▸ WHAT IS REQUIRED
Transcribe verbatim the portion of the Famine-years text that opens with the words "Fr Barry acted" and closes with "began to grieve.".

Start of SOURCE TEXT

The efforts of the eating house committees crossed religious boundaries and appear to have been effective in slowing the rates of starvation to such an extent that in one of his depositions James states that “deaths were now so few that the slide-bottomed coffins were no longer in use.”

Among the unmarked graves

Many unmarked graves dot the Stouke graveyard, some no doubt dating to the Famine years

James advocated tirelessly for his parishioners, through giving information and evidence and through submissions to authorities. His anger is unconcealed when he describes his visit to the village of Kilbronogue near Ballydehob: Fever consequent upon starvation was spreading among the clusters of cabins…the townland  [will] soon be at the immediate disposal of the head landlord, Lord Bandon. There will be no need of extermination or of migration to thin the dense swarm of poor people…; this will take place without his lordship’s intervention or agency, I hope, to a better world. Indeed his words were prophetic – there is no longer a village in Kilbronogue.

Trench’s book, Realities of Irish Life, is available online. The illustration is of an incident in which tenants are down on their knees begging for a reduction in rent.

Fr Barry acted as a guide for William Steuart Trench, a controversial land agent who later described his visit to the famine-stricken area of Schull in the book Realities of Irish Life (available to read online). In cottage after cottage he found families sick, dying or dead. The account is heart-rending. It led me to wonder if James Barry could have been the model for Peter Gilligan in WB Yeats’ poem The Ballad of Father Gilligan.

yeats2The old priest Peter Gilligan
Was weary night and day;
For half his flock were in their beds,
Or under green sods lay.

Once, while he nodded on a chair,
At the moth-hour of eve,
Another poor man sent for him,
And he began to grieve.

‘I have no rest, nor joy, nor peace,
For people die and die’;
And after cried he, ‘God forgive!
My body spake, not I!’

He knelt, and leaning on the chair
He prayed and fell asleep;
And the moth-hour went from the fields,
And stars began to peep.

They slowly into millions grew,
And leaves shook in the wind;
And God covered the world with shade,
And whispered to mankind.

Upon the time of sparrow-chirp
When the moths came once more.
The old priest Peter Gilligan
Stood upright on the floor.

‘Mavrone, mavrone! the man has died
While I slept on the chair’;
He roused his horse out of its sleep,
And rode with little care.

He rode now as he never rode,
By rocky lane and fen;
The sick man’s wife opened the door:
‘Father! you come again!’

‘And is the poor man dead?’ he cried.
‘He died an hour ago.’
The old priest Peter Gilligan
In grief swayed to and fro.

‘When you were gone, he turned and died
As merry as a bird.’
The old priest Peter Gilligan
He knelt him at that word.

End of SOURCE TEXT
Start of COLLECTED MATERIAL

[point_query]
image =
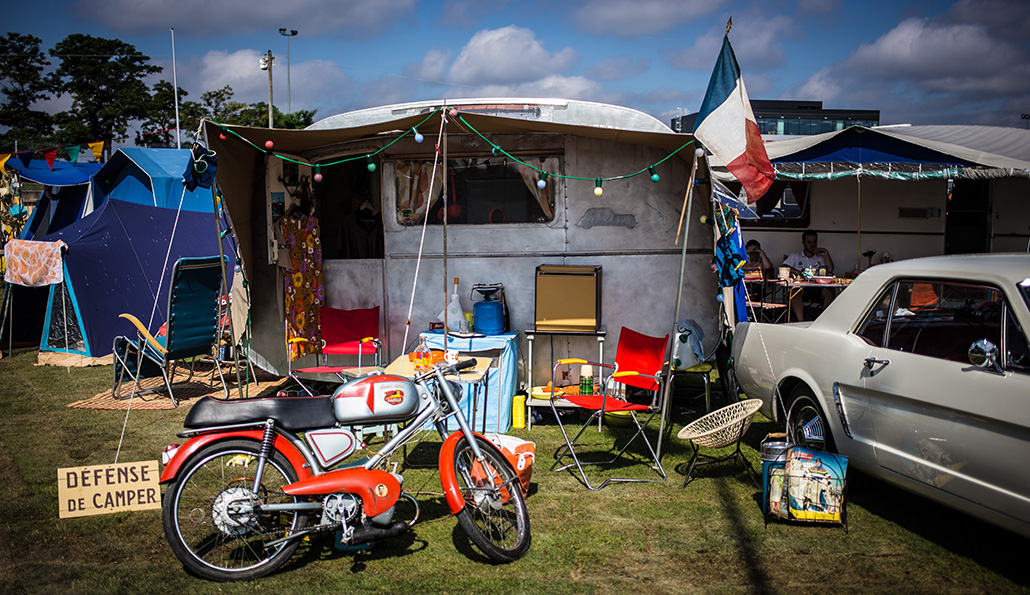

End of COLLECTED MATERIAL

▸ WORKED SOLUTION
Fr Barry acted as a guide for William Steuart Trench, a controversial land agent who later described his visit to the famine-stricken area of Schull in the book Realities of Irish Life (available to read online). In cottage after cottage he found families sick, dying or dead. The account is heart-rending. It led me to wonder if James Barry could have been the model for Peter Gilligan in WB Yeats’ poem The Ballad of Father Gilligan.

yeats2The old priest Peter Gilligan
Was weary night and day;
For half his flock were in their beds,
Or under green sods lay.

Once, while he nodded on a chair,
At the moth-hour of eve,
Another poor man sent for him,
And he began to grieve.